● **Extract**:
####

My initial reaction to the Seattle Marathon article was there was no story, because there is no law or tax code that I am aware of requiring a portion of road race registration fees to be given to other local charities. This is an expectation that has developed as the industry has embraced the charity aspect of the sport. At the core, the purpose of a race is to be a race and to promote physical fitness within the race’s home community. It is an added benefit that the sport has grown into an amazing fundraising and marketing network for charities. But donating a portion of race registration fees to a local charity it is not required by tax laws. A nonprofit event organization or a nonprofit club hosting an event can simply keep the proceeds of a race as net assets to help with next year’s race or to invest in their own running programs, such as a beginners program or local youth running program. However, it is important for events partnered with charities to be transparent in their fundraising and marketing messages to participants, the main concern raised in the article about the Seattle Marathon. In the article about the Seattle Marathon, the board president for the marathon did point out that a portion of their net proceeds are retained to cover race operations for the coming year, a responsible practice for any race.
So what is a nonprofit event?
The designation of a race as a nonprofit has nothing to do with the contributions made to local charities by the race. The nonprofit designation of a race or a nonprofit club-managed event is determined by the business organization of that entity. A volunteer board of directors that does not profit personally from the event and that oversees the operations of the event is what defines the event as a nonprofit organization along with the official designation from the IRS as a 501(c)3 organization (or through the RRCA-group exemption with the IRS).
There is not a one-size-fits-all approach to managing an event. If an organization is a nonprofit, they are certainly entitled to retain net profits, compensate staff, or hire contractors as needed to run their nonprofit business or event. In the case of the Seattle Marathon, they have a volunteer governing board of directors with a paid race director, similar to many other large events around the country. A race director may get paid for their services if a board of directors chooses this method of race management so long as the race director or their immediate family is not a voting member of the board of directors, thus profiting from their relationship with the board.
A race may choose to depend on the generosity of volunteers to make their business model work. Nonprofit management structures differ from event to event and utilize a mix of paid staff, contractors, and volunteers. However, all nonprofit events share a commonality: they have an independent, volunteer board of directors that does not profit personally from the event.

####

● **Task data**:

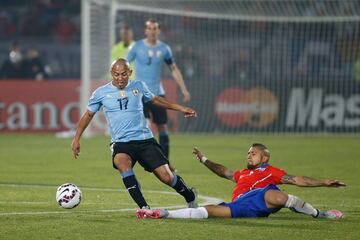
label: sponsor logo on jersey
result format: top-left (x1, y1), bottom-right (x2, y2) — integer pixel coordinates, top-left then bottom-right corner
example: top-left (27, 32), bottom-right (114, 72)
top-left (133, 89), bottom-right (139, 96)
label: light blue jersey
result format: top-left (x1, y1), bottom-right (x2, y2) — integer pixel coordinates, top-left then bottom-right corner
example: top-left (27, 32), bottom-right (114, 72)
top-left (127, 39), bottom-right (174, 96)
top-left (87, 81), bottom-right (154, 142)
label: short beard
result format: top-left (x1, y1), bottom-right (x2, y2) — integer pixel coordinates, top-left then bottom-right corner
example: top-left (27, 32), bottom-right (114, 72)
top-left (247, 164), bottom-right (256, 170)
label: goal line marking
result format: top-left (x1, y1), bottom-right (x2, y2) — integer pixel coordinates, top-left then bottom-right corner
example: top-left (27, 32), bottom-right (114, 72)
top-left (0, 183), bottom-right (223, 217)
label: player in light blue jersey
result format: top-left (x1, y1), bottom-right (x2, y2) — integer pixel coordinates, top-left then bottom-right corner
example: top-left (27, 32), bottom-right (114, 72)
top-left (127, 19), bottom-right (190, 170)
top-left (71, 59), bottom-right (197, 208)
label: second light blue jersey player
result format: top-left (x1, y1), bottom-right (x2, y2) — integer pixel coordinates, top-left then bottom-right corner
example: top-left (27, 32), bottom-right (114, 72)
top-left (88, 81), bottom-right (154, 142)
top-left (127, 39), bottom-right (174, 96)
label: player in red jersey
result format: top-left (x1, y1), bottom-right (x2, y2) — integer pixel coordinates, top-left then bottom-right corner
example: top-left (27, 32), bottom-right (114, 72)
top-left (136, 143), bottom-right (345, 219)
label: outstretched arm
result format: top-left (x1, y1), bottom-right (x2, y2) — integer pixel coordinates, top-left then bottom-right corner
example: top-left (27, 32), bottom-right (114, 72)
top-left (71, 110), bottom-right (95, 158)
top-left (193, 148), bottom-right (235, 182)
top-left (151, 96), bottom-right (196, 117)
top-left (170, 63), bottom-right (190, 102)
top-left (280, 174), bottom-right (346, 187)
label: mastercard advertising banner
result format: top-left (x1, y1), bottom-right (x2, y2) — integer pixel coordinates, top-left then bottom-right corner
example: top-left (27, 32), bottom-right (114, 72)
top-left (214, 84), bottom-right (360, 132)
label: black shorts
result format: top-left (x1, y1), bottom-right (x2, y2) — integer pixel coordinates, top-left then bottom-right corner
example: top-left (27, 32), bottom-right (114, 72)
top-left (144, 96), bottom-right (168, 124)
top-left (112, 138), bottom-right (169, 172)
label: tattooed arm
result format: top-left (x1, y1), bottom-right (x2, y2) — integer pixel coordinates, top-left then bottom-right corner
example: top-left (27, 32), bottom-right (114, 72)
top-left (280, 174), bottom-right (346, 187)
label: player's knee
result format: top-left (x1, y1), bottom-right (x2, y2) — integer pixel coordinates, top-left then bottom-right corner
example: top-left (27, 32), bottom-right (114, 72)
top-left (275, 192), bottom-right (288, 206)
top-left (114, 159), bottom-right (132, 173)
top-left (265, 190), bottom-right (288, 208)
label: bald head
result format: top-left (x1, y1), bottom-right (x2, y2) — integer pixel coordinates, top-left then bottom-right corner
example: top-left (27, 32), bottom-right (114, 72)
top-left (110, 58), bottom-right (132, 89)
top-left (110, 58), bottom-right (130, 71)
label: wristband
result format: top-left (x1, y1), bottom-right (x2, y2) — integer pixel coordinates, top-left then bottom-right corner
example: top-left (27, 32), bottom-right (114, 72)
top-left (200, 156), bottom-right (208, 163)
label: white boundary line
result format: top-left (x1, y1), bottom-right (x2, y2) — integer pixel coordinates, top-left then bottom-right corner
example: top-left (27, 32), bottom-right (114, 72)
top-left (0, 183), bottom-right (223, 217)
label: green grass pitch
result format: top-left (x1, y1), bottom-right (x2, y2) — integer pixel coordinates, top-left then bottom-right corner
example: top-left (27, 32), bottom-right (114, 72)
top-left (0, 134), bottom-right (360, 240)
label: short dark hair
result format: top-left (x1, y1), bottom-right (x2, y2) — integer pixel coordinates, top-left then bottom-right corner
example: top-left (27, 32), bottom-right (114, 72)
top-left (144, 18), bottom-right (160, 29)
top-left (121, 25), bottom-right (131, 30)
top-left (251, 143), bottom-right (270, 159)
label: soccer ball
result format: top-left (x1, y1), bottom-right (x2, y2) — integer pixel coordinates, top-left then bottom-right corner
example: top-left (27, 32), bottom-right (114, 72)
top-left (56, 183), bottom-right (82, 209)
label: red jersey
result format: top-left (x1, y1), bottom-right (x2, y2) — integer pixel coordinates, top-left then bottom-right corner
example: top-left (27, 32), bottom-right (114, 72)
top-left (231, 164), bottom-right (286, 201)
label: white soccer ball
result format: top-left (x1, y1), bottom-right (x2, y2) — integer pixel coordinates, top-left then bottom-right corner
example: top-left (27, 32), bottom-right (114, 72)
top-left (56, 183), bottom-right (82, 209)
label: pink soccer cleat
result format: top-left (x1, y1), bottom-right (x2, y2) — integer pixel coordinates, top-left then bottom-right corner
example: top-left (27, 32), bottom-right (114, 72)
top-left (318, 209), bottom-right (344, 219)
top-left (136, 209), bottom-right (161, 219)
top-left (136, 209), bottom-right (169, 219)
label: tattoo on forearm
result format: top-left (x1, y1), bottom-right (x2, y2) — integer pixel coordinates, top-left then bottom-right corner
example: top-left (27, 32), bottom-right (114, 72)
top-left (205, 160), bottom-right (227, 178)
top-left (281, 175), bottom-right (295, 184)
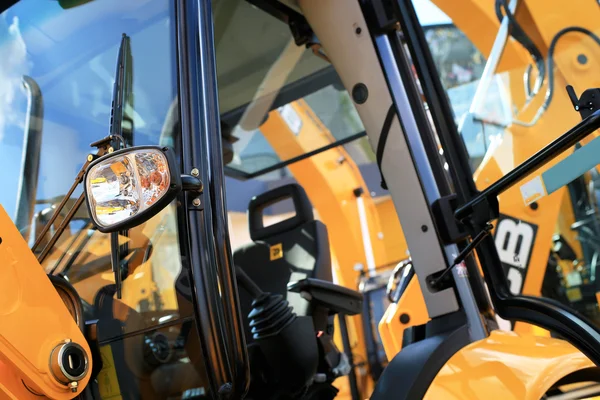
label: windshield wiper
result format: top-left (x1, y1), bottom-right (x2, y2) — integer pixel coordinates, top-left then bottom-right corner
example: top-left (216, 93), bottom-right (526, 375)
top-left (110, 33), bottom-right (133, 299)
top-left (31, 34), bottom-right (133, 286)
top-left (15, 76), bottom-right (44, 241)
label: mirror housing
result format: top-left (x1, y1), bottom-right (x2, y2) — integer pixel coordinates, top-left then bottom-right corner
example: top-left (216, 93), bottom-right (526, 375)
top-left (83, 146), bottom-right (182, 233)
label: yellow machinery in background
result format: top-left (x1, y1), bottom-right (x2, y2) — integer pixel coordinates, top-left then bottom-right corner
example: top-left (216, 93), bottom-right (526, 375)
top-left (379, 0), bottom-right (600, 356)
top-left (5, 0), bottom-right (600, 399)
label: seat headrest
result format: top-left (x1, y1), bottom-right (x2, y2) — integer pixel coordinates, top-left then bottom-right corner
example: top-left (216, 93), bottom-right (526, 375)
top-left (248, 183), bottom-right (315, 241)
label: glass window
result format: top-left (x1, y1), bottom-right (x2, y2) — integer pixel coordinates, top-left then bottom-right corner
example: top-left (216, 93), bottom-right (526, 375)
top-left (0, 0), bottom-right (208, 399)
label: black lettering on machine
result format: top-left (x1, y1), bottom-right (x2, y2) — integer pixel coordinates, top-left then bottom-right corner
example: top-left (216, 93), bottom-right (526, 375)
top-left (494, 214), bottom-right (537, 294)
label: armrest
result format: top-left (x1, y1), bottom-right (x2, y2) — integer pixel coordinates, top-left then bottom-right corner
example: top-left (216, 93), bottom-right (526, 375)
top-left (288, 278), bottom-right (363, 315)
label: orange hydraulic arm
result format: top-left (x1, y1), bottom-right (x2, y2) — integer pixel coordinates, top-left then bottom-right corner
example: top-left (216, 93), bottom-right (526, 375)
top-left (0, 206), bottom-right (92, 400)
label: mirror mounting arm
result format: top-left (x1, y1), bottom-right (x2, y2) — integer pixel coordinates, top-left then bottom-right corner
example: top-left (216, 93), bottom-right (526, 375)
top-left (181, 174), bottom-right (204, 193)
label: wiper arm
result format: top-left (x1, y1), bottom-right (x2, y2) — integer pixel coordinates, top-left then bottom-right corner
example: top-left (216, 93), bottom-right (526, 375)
top-left (15, 75), bottom-right (44, 241)
top-left (110, 33), bottom-right (133, 299)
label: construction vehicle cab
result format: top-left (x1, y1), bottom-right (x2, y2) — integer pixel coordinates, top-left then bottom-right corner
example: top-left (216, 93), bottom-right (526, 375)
top-left (0, 0), bottom-right (600, 400)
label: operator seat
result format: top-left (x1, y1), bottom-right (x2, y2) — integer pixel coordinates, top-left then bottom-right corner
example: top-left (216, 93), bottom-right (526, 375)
top-left (233, 183), bottom-right (332, 343)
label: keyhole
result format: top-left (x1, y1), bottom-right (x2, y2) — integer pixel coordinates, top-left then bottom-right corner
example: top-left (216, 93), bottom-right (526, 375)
top-left (68, 354), bottom-right (79, 370)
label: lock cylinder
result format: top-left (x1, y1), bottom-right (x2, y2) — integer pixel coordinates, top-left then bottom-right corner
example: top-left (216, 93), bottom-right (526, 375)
top-left (50, 341), bottom-right (89, 392)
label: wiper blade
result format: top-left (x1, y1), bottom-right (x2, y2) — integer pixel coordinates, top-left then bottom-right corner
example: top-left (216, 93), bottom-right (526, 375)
top-left (110, 33), bottom-right (133, 299)
top-left (15, 76), bottom-right (44, 242)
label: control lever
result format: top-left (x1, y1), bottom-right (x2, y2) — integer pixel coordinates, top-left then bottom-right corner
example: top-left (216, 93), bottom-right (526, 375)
top-left (288, 278), bottom-right (363, 315)
top-left (567, 85), bottom-right (600, 119)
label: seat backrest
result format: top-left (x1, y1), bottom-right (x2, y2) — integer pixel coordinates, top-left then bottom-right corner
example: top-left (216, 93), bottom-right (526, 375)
top-left (233, 184), bottom-right (332, 342)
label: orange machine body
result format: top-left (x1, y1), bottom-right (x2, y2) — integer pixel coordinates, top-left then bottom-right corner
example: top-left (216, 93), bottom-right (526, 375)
top-left (0, 206), bottom-right (92, 399)
top-left (260, 100), bottom-right (408, 397)
top-left (425, 331), bottom-right (594, 400)
top-left (379, 0), bottom-right (600, 357)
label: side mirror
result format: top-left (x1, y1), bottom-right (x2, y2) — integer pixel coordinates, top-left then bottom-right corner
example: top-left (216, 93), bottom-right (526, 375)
top-left (84, 146), bottom-right (190, 233)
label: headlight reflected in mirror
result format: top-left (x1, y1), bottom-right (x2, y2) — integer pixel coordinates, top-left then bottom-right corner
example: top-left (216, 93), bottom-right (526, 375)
top-left (85, 146), bottom-right (181, 232)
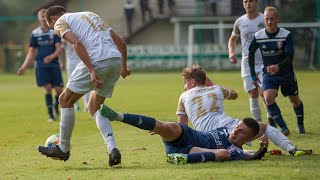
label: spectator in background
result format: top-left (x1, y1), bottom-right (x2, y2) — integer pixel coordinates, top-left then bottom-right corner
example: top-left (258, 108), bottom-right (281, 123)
top-left (17, 9), bottom-right (63, 122)
top-left (249, 6), bottom-right (305, 135)
top-left (208, 0), bottom-right (217, 16)
top-left (140, 0), bottom-right (153, 23)
top-left (123, 0), bottom-right (135, 35)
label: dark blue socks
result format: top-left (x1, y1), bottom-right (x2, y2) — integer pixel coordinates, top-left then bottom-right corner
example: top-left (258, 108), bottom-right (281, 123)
top-left (293, 102), bottom-right (304, 133)
top-left (45, 94), bottom-right (54, 119)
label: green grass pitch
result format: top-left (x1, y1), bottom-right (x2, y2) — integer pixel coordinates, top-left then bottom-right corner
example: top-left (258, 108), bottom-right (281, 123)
top-left (0, 70), bottom-right (320, 179)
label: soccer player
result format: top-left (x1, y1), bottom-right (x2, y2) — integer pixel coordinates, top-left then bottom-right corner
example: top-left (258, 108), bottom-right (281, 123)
top-left (228, 0), bottom-right (277, 127)
top-left (249, 7), bottom-right (305, 136)
top-left (176, 65), bottom-right (307, 156)
top-left (17, 9), bottom-right (63, 122)
top-left (61, 41), bottom-right (90, 112)
top-left (100, 104), bottom-right (268, 164)
top-left (38, 6), bottom-right (130, 166)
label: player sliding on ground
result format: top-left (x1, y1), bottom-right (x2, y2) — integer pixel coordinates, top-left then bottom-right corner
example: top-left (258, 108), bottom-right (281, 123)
top-left (177, 65), bottom-right (312, 156)
top-left (100, 105), bottom-right (268, 164)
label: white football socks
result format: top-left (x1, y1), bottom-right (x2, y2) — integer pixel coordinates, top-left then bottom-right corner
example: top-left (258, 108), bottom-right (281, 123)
top-left (93, 110), bottom-right (117, 153)
top-left (59, 107), bottom-right (75, 153)
top-left (249, 98), bottom-right (262, 122)
top-left (265, 125), bottom-right (294, 152)
top-left (261, 97), bottom-right (272, 119)
top-left (82, 91), bottom-right (91, 109)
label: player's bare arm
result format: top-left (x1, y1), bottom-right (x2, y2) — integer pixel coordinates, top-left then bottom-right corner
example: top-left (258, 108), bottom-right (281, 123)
top-left (17, 47), bottom-right (37, 75)
top-left (43, 42), bottom-right (61, 64)
top-left (228, 21), bottom-right (240, 64)
top-left (204, 77), bottom-right (215, 86)
top-left (63, 31), bottom-right (103, 88)
top-left (110, 30), bottom-right (131, 78)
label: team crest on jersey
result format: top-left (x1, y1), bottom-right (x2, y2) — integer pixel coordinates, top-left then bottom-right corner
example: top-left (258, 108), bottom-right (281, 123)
top-left (277, 41), bottom-right (283, 49)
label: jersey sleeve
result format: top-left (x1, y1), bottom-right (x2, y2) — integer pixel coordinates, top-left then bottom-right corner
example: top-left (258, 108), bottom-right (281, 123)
top-left (176, 95), bottom-right (187, 115)
top-left (284, 33), bottom-right (294, 58)
top-left (29, 34), bottom-right (38, 48)
top-left (54, 19), bottom-right (71, 37)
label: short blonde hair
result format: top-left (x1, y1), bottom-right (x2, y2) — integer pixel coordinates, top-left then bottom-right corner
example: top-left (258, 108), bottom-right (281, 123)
top-left (264, 6), bottom-right (279, 17)
top-left (182, 65), bottom-right (207, 85)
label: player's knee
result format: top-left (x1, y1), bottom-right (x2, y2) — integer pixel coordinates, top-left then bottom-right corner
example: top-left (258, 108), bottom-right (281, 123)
top-left (289, 96), bottom-right (301, 107)
top-left (59, 92), bottom-right (68, 108)
top-left (248, 88), bottom-right (259, 98)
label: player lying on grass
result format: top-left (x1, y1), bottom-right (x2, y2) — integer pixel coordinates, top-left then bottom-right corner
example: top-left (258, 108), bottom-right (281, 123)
top-left (177, 65), bottom-right (312, 156)
top-left (100, 104), bottom-right (268, 164)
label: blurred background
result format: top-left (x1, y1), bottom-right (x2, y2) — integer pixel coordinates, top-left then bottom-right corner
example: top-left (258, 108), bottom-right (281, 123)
top-left (0, 0), bottom-right (320, 73)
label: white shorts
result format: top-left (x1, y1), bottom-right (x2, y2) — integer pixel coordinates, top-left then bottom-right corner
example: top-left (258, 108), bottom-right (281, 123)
top-left (67, 58), bottom-right (121, 98)
top-left (66, 60), bottom-right (81, 79)
top-left (242, 72), bottom-right (263, 92)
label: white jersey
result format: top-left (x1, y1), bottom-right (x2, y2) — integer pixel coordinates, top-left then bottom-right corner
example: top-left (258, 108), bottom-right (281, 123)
top-left (64, 42), bottom-right (82, 78)
top-left (236, 13), bottom-right (264, 77)
top-left (54, 12), bottom-right (121, 63)
top-left (176, 85), bottom-right (238, 131)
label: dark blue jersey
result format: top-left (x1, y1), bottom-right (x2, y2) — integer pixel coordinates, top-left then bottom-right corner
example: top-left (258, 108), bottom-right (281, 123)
top-left (29, 27), bottom-right (61, 68)
top-left (249, 28), bottom-right (294, 76)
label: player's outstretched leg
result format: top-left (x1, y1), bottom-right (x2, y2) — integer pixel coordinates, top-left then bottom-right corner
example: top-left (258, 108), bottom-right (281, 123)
top-left (167, 153), bottom-right (188, 164)
top-left (268, 103), bottom-right (290, 136)
top-left (109, 148), bottom-right (121, 167)
top-left (100, 104), bottom-right (156, 131)
top-left (293, 102), bottom-right (306, 134)
top-left (38, 146), bottom-right (70, 161)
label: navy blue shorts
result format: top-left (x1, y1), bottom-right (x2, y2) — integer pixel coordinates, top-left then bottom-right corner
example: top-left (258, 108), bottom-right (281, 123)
top-left (163, 124), bottom-right (216, 154)
top-left (262, 73), bottom-right (299, 96)
top-left (36, 67), bottom-right (63, 87)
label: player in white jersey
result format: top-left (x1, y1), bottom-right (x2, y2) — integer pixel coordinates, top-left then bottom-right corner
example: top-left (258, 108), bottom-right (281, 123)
top-left (61, 40), bottom-right (90, 112)
top-left (176, 65), bottom-right (312, 156)
top-left (228, 0), bottom-right (276, 127)
top-left (38, 6), bottom-right (130, 166)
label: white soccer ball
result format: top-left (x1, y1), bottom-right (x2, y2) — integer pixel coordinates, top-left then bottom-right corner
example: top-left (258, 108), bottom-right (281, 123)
top-left (44, 134), bottom-right (60, 147)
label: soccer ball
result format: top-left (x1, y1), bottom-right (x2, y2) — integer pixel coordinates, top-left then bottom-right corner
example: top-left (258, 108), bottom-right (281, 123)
top-left (44, 134), bottom-right (60, 147)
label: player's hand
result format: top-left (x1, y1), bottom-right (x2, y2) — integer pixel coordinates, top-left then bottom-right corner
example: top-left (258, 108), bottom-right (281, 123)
top-left (229, 53), bottom-right (238, 64)
top-left (90, 71), bottom-right (103, 89)
top-left (258, 134), bottom-right (269, 148)
top-left (121, 67), bottom-right (131, 79)
top-left (267, 64), bottom-right (279, 75)
top-left (17, 67), bottom-right (26, 76)
top-left (251, 76), bottom-right (261, 87)
top-left (43, 56), bottom-right (52, 64)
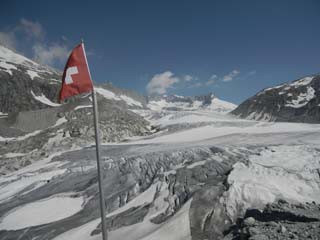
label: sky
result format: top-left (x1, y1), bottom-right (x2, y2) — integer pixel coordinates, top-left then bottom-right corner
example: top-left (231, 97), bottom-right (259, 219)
top-left (0, 0), bottom-right (320, 104)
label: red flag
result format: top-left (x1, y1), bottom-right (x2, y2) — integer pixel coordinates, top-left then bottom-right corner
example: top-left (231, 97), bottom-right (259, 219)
top-left (59, 43), bottom-right (93, 102)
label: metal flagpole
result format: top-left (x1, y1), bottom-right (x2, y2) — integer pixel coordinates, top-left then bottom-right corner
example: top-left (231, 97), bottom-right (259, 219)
top-left (81, 40), bottom-right (108, 240)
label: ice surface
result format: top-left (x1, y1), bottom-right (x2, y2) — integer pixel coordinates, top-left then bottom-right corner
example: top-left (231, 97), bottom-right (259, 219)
top-left (0, 194), bottom-right (84, 230)
top-left (94, 87), bottom-right (142, 107)
top-left (285, 86), bottom-right (315, 108)
top-left (226, 145), bottom-right (320, 217)
top-left (31, 90), bottom-right (61, 107)
top-left (27, 70), bottom-right (39, 80)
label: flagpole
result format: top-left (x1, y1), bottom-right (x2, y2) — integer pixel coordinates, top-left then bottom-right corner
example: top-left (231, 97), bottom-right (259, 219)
top-left (92, 89), bottom-right (108, 240)
top-left (81, 40), bottom-right (108, 240)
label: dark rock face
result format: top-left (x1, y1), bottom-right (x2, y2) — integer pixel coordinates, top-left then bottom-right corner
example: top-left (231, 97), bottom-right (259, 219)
top-left (232, 75), bottom-right (320, 123)
top-left (228, 200), bottom-right (320, 240)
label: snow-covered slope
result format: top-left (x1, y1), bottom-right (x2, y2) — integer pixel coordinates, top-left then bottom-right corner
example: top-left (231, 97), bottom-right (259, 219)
top-left (147, 94), bottom-right (237, 113)
top-left (95, 87), bottom-right (143, 108)
top-left (233, 75), bottom-right (320, 123)
top-left (0, 45), bottom-right (60, 113)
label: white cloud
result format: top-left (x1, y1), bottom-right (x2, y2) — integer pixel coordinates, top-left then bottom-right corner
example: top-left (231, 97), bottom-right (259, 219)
top-left (188, 82), bottom-right (203, 88)
top-left (184, 75), bottom-right (193, 82)
top-left (146, 71), bottom-right (180, 94)
top-left (205, 74), bottom-right (218, 86)
top-left (32, 44), bottom-right (69, 65)
top-left (0, 32), bottom-right (17, 50)
top-left (0, 18), bottom-right (69, 65)
top-left (248, 70), bottom-right (257, 76)
top-left (206, 79), bottom-right (215, 86)
top-left (222, 70), bottom-right (240, 82)
top-left (17, 18), bottom-right (45, 40)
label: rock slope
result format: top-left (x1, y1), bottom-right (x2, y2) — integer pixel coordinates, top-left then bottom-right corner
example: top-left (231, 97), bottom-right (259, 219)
top-left (232, 75), bottom-right (320, 123)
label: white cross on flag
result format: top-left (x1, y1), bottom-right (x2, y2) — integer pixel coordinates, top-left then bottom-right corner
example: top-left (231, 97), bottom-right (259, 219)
top-left (59, 43), bottom-right (93, 102)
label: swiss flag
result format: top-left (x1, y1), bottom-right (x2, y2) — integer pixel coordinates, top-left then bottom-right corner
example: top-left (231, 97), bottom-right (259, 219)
top-left (59, 43), bottom-right (93, 102)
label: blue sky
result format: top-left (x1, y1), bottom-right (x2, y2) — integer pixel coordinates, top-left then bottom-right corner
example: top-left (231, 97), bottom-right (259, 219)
top-left (0, 0), bottom-right (320, 103)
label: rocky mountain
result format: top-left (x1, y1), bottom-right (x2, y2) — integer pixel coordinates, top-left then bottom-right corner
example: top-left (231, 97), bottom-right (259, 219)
top-left (0, 45), bottom-right (60, 114)
top-left (232, 75), bottom-right (320, 123)
top-left (147, 93), bottom-right (236, 113)
top-left (0, 46), bottom-right (149, 174)
top-left (0, 45), bottom-right (146, 115)
top-left (0, 43), bottom-right (320, 240)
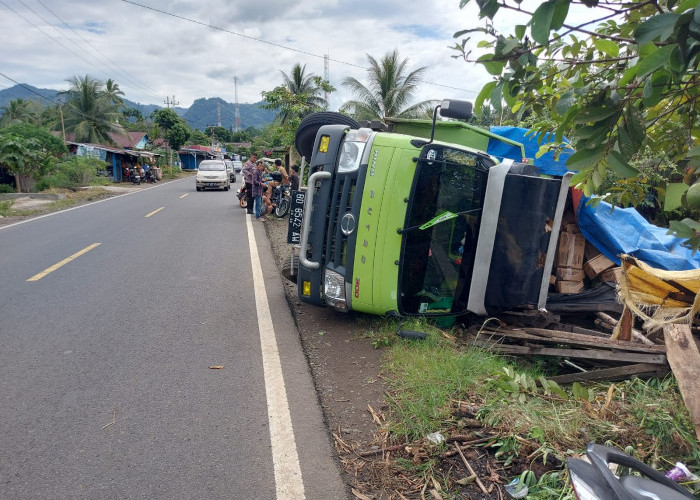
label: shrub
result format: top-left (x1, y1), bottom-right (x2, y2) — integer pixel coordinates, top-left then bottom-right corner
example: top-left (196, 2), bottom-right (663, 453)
top-left (37, 156), bottom-right (105, 191)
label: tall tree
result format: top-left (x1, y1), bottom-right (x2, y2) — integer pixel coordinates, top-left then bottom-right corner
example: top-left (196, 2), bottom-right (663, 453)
top-left (260, 63), bottom-right (335, 145)
top-left (261, 63), bottom-right (335, 125)
top-left (59, 75), bottom-right (125, 144)
top-left (455, 0), bottom-right (700, 195)
top-left (340, 49), bottom-right (434, 120)
top-left (455, 0), bottom-right (700, 248)
top-left (0, 123), bottom-right (67, 193)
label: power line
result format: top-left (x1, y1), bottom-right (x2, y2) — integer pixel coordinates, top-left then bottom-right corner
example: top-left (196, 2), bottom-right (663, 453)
top-left (0, 0), bottom-right (116, 83)
top-left (33, 0), bottom-right (163, 99)
top-left (121, 0), bottom-right (478, 94)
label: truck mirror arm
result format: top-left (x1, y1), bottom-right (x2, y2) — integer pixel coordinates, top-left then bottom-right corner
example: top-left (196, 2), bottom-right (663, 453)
top-left (396, 208), bottom-right (482, 234)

####

● **What to do**:
A. Convert the records into a JSON list of strings, one string per line with blank lines omitted, starting at the beginning of the records and ending at the line that contains "top-left (87, 81), bottom-right (154, 142)". Leave the pictures out of the list.
B. Carry on the piece about nonprofit road races from the point where it stops.

● **Answers to the problems**:
A.
[
  "label: sponsor logo on jersey",
  "result format: top-left (x1, y1), bottom-right (x2, y2) — integer pixel coordinates, top-left then bottom-right corner",
  "example: top-left (27, 32), bottom-right (114, 72)",
  "top-left (133, 89), bottom-right (139, 96)",
  "label: light blue jersey",
  "result format: top-left (x1, y1), bottom-right (x2, y2) — integer pixel coordinates, top-left then bottom-right corner",
  "example: top-left (27, 32), bottom-right (114, 72)",
  "top-left (127, 39), bottom-right (174, 96)",
  "top-left (87, 81), bottom-right (154, 142)"
]

B.
RRCA members, especially members taking advantage of the nonprofit status through the RRCA group exemption with the IRS, must work to ensure they are operating within the RRCA Guidelines for Nonprofit Board of Directors (see Spring 2009 Inside Track posted online at www.rrca.org/resources/publications), and that they are following our guidelines on adopting a conflict of interest policy, adopting the required policies under the Sarbanes-Oxley Act for nonprofit organizations, and following state and federal regulations for nonprofit organizations. Nonprofit clubs and events can find copies of the RRCA Conflict of Interest policy along with the Sarbanes-Oxley required Whistle Blower and Document Retention and Destruction policies on our website at www.rrca.org/resources/management. These items can be used as templates for policies to adopt for your club or event.
All nonprofit organizations, even those receiving their status through the RRCA, should review their state requirements for filing as a charity in the state, especially if you are collecting contributions. Also, review the state requirements for conducting an independent audit. Many states require copies of audited statements be filed with the appropriate state entity for organizations with gross revenues over a certain level. Any nonprofit organization that receives money from a local, state or federal government entity should conduct an annual independent audit and make that audit available upon requests, as required by the IRS (www.IRS.gov).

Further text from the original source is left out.